■ **Problem requirements**:
Rewrite the lines of data below with "wall tile" in place of "floor tile" and everything else kept the same. Leave out the pictures.

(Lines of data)

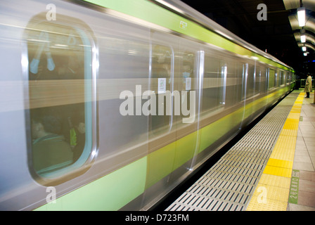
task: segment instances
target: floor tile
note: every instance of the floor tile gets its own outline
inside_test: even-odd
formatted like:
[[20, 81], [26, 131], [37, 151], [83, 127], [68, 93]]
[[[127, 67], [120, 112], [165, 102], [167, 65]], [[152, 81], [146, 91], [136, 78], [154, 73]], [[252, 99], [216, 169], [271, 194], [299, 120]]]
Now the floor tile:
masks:
[[315, 207], [315, 193], [299, 191], [297, 204]]
[[288, 207], [288, 211], [315, 211], [315, 207], [292, 203], [289, 203]]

■ **Output of the task**:
task: segment instances
target: wall tile
note: every instance of the wall tile gets its own outline
inside_test: even-odd
formatted like:
[[20, 81], [26, 131], [37, 151], [83, 127], [68, 93]]
[[[127, 67], [120, 112], [165, 102], [167, 65]], [[152, 81], [146, 91], [136, 78], [154, 73]], [[252, 99], [216, 169], [271, 194], [299, 120]]]
Now the wall tile:
masks:
[[315, 207], [315, 193], [299, 191], [297, 204]]
[[288, 207], [288, 211], [315, 211], [315, 207], [292, 203], [289, 203]]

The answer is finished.